--- START Excerpted text ---

CRG Seminar: Ports and the politics of decarbonisation: A spatial justice analysis

Since the Paris Agreement, decarbonisation has become an obligatory pathway toward a ‘green’ maritime future. This talk will examine the uneven geographies of port decarbonisation between Europe and Africa, showing that these transitions are not merely technical processes, but political and spatial ones shaped by regulation, infrastructure, and financial power. Drawing on evidence from Rotterdam, Bremerhaven, Tema, and Mombasa, and framed by spatial and climate justice, the speaker Eric Tamatey Lawer will discuss how European ports -supported by multi-scalar governance and concessional finance- have moved toward system-scale measures such as carbon capture, hydrogen production, and onshore power supply. In contrast, African ports are advancing more gradual initiatives -terminal electrification, small-scale solar projects, and baseline inventories- within constrained regulatory and financial contexts. The speaker argues that global decarbonisation agendas, largely driven by European and international policy frameworks, risk reproducing historical inequalities embedded in maritime space. The talk concludes by suggesting that just and feasible transitions require differentiated financial, technological, and institutional support aligned with regional capacities.

--- END Excerpted text ---
--- START Supplied material ---

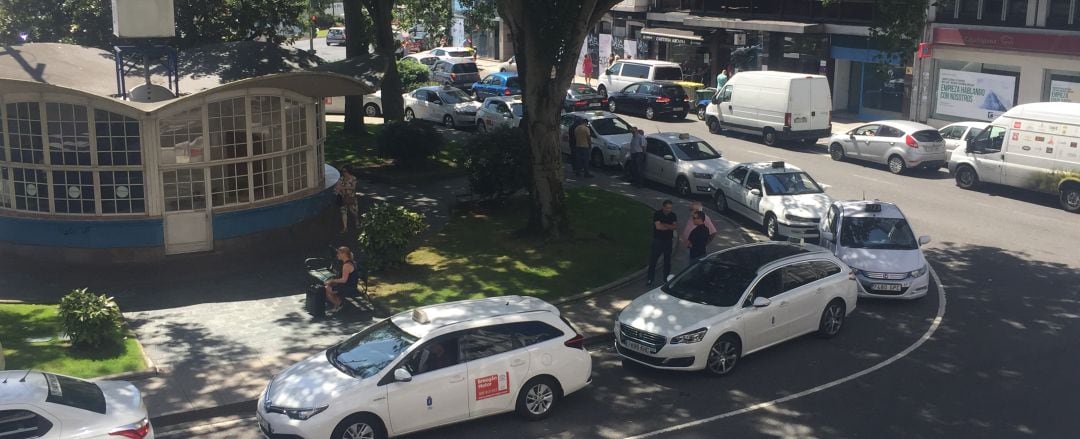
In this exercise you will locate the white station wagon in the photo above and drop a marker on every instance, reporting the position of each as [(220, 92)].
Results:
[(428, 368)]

--- END Supplied material ---
--- START Supplied material ---

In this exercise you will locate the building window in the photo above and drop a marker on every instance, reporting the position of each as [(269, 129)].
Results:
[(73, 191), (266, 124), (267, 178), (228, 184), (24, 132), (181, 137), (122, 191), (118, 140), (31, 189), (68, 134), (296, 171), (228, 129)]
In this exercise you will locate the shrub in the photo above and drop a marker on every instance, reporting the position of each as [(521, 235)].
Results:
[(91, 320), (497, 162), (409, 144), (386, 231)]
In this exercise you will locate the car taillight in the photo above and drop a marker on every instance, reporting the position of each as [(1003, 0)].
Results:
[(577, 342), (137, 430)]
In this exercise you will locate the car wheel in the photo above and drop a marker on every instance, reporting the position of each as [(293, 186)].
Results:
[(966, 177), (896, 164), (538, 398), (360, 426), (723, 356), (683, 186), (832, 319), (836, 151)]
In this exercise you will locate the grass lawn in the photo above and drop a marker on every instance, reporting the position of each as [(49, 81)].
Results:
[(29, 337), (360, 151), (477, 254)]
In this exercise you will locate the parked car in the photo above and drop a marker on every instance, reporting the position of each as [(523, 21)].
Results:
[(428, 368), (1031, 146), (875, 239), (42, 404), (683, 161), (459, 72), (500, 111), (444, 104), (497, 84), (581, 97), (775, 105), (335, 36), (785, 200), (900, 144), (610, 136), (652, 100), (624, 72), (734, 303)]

--- END Supplied material ---

**Exercise requirements**
Continue the seminar description on port decarbonisation above, picking up right after its final sentence rather than from the data.

**Written answer**
Image: NMT Shipping

Eric Tamatey Lawer is a human geographer and Senior Research Fellow at the Institute of African Studies, University of Ghana. His research lies at the intersection of political ecology, development theory, and environmental governance, with a focus on extractive industries, decarbonisation, the sustainable governance of man-made lakes, and energy transition. He leads research on how offshore petroleum extraction reshapes coastal livelihoods in Ghana, the political economy of mining, sustainable governance of lakes, and the politics of port decarbonisation in Europe and Africa. His work has appeared in leading international journals, and he serves as a reviewer for several academic outlets. Lawer has received fellowships and awards from DAAD, GIZ, and the African Studies Centre Leiden.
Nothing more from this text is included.